> _Texte cité_:
****

EK : Pourquoi la théorie et la traditionnelle analyse des données ne sont pas suffisantes ? Les données de laboratoires créent-elles une valeur ajoutée ?
Radu Vranceanu : Le développement de l’économie expérimentale a incité les économistes à réfléchir à une définition plus large du modèle économique de l’homme. Inspirés par les résultats tirés de jeux expérimentaux relativement simples, comme montré ci-dessus, ils sont passés de l’agent égoïste et égocentrique aux décisionnaires qui font attention aux autres, suivent les normes sociales, rendent la pareille, ont un sentiment de justice, etc... Aux frontières de la discipline, on trouve de plus en plus d’études qui essaient de rapprocher les décisions de sang-froid chères aux économistes traditionnels et les émotions humaines. Les frontières avec la psychologie et le comportement du consommateur sont de plus en plus brouillées.
A mon avis, ces nouvelles contributions ne remettent pas en cause de façon significative les principales découvertes de l’économie traditionnelle, comme la loi de la demande, la fixation des prix dans un contexte de concurrence, dans un contexte de monopole, l’économie internationale, etc... mais elles aident à repousser les frontières du domaine.
D’un point de vue méthodologique, ce qui est intéressant avec les expériences c’est qu’elles fournissent des tests de causalité faibles. Dans l’environnement contrôlé du laboratoire et le domaine des expérimentations, on peut être presque sûr que l’effet est dû au traitement et non à quelque variable oubliée.
EK : Y a-t-il des limites ? Comment doit-on les prendre en compte ?
Radu Vranceanu : Bien sûr, des limites existent. On ne peut pas se fier à un résultat expérimental si l’expérience n’a pas été répétée des centaines de fois. De nombreux résultats « établis » sont très sensibles au cadre, et s’effondrent dans un contexte différent. Par exemple, c’est un fait établi que, dans un laboratoire, les hommes préfèrent une loterie plus risquée contrairement aux femmes. En revanche, d’autres études ont révélé que dans les choix d’investissements faits par les traders masculins et féminins, il n’y a aucune différence en termes de prise de risques. L’effet de la demande formulée par celui qui mène l’expérimentation, où les participants essaient de « faire plaisir » et de deviner le « bon » comportement, peut être problématique.
En général, les expériences en laboratoire ont une validité externe moins forte que la recherche empirique traditionnelle. Mais je dois souligner que le but de ces expériences n'est pas de supplanter l'économétrie, mais d'attirer l'attention sur des possibles biais comportementaux pendant la prise de décisions , un élément parfois oublié par l'économie traditionnelle.
EK : Pouvez-vous m’en dire un peu plus sur les expérimentations que vous menez ici, à l’ESSEC ? Un exemple récent, peut-être ? Quelles étaient vos conclusions ?

****

> _Travail demandé_:
- A) Extrayez de l'entretien sur l'économie expérimentale le passage qui commence par « Radu Vranceanu : Bien » et se termine par « peut être problématique. ».
- B) Dans l'entretien sur l'économie expérimentale, quel type de loterie les hommes préfèrent-ils en laboratoire, contrairement aux femmes ?
- C) Poursuivez l'entretien sur l'économie expérimentale à partir de sa dernière phrase.

> _Extraits de données_:
****

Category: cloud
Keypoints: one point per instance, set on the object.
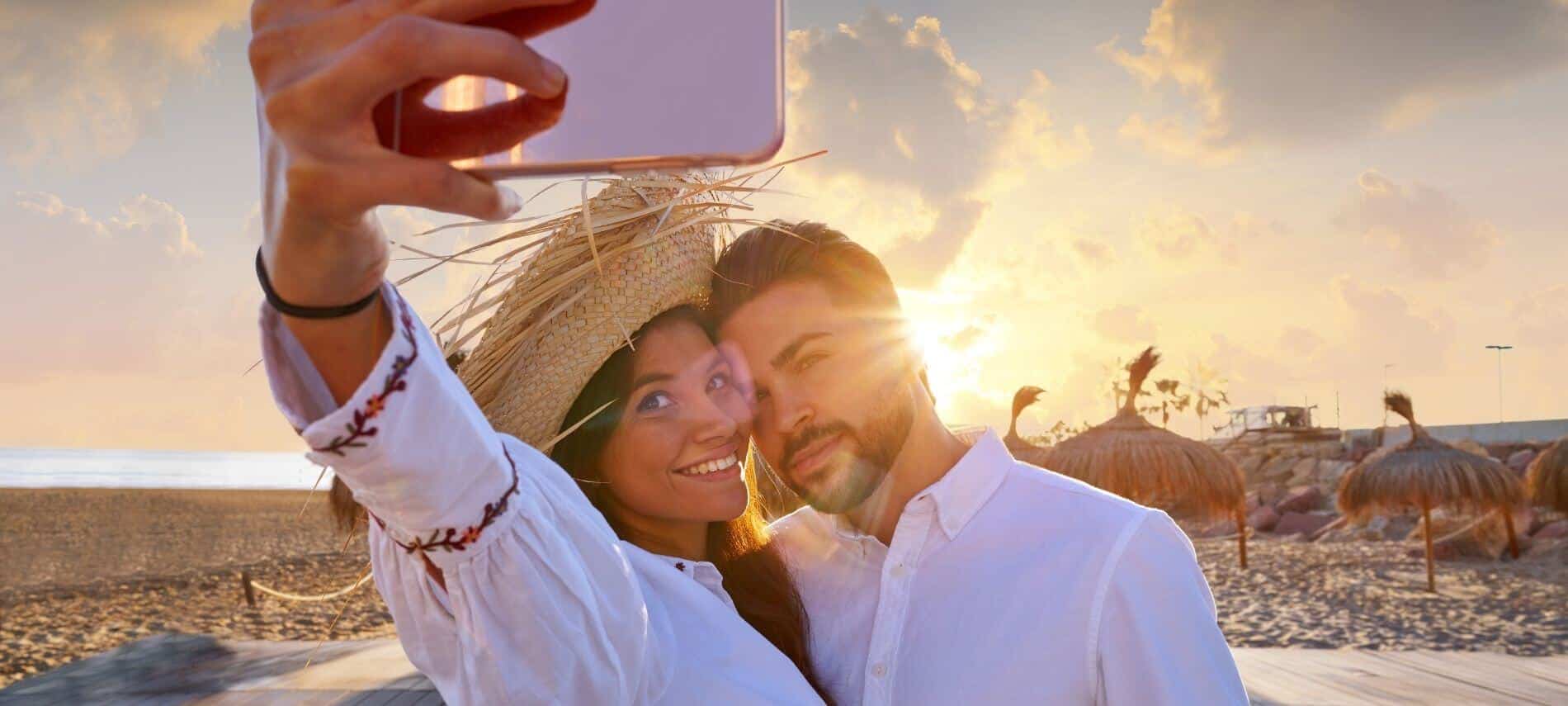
(1543, 319)
(1125, 325)
(130, 292)
(911, 127)
(85, 78)
(1097, 253)
(1426, 226)
(1183, 237)
(1296, 73)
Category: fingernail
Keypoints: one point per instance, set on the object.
(554, 76)
(510, 203)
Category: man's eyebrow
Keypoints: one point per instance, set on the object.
(794, 347)
(651, 378)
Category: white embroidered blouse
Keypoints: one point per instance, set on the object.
(541, 601)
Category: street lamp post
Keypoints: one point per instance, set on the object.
(1385, 390)
(1500, 348)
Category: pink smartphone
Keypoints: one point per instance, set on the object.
(654, 85)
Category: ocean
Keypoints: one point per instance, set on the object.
(104, 468)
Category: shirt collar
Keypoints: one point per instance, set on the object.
(960, 493)
(970, 484)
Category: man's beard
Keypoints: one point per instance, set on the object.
(872, 451)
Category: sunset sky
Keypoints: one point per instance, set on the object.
(1291, 193)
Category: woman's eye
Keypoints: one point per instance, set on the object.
(654, 402)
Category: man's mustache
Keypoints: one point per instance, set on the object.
(810, 435)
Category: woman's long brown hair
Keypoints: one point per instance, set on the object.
(754, 573)
(753, 568)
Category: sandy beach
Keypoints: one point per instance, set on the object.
(88, 570)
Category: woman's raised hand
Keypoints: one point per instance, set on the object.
(327, 76)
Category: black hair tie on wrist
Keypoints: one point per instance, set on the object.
(308, 311)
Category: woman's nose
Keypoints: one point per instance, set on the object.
(712, 421)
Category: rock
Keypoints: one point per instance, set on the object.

****

> _Liste des réponses_:
- A)
Radu Vranceanu : Bien sûr, des limites existent. On ne peut pas se fier à un résultat expérimental si l’expérience n’a pas été répétée des centaines de fois. De nombreux résultats « établis » sont très sensibles au cadre, et s’effondrent dans un contexte différent. Par exemple, c’est un fait établi que, dans un laboratoire, les hommes préfèrent une loterie plus risquée contrairement aux femmes. En revanche, d’autres études ont révélé que dans les choix d’investissements faits par les traders masculins et féminins, il n’y a aucune différence en termes de prise de risques. L’effet de la demande formulée par celui qui mène l’expérimentation, où les participants essaient de « faire plaisir » et de deviner le « bon » comportement, peut être problématique.

- B) Une loterie plus risquée.

- C)
Radu Vranceanu : Le Lab Expérimental de l’ESSEC a été établi en mars 2010 et depuis sa création il a permis de mener de nombreuses études de comportement en marketing, management, finance, recherche opérationnelle et économie. En collaboration avec d’autres collègues économistes, j’ai mené environ vingt expériences, avec 2200 participants. Plusieurs études ont analysé les rumeurs, le mensonge et la tromperie dans les choix économiques. D’autres recherches ont étudié les différences de genre dans la concurrence et la coopération au travail. Deux analyses récentes ont envisagé les dons pour les associations caritatives. J’ai aussi étudié les jeux de coordination lors des investissements et des paniques bancaires. La plupart de ces articles ont été publiés dans des revues spécialisées, parmi lesquelles le Journal of Economic Behavior and Organization, le Journal of Behavioral and Experimental Economics, le Journal of Economic Psychology, le reste étant encore en cours.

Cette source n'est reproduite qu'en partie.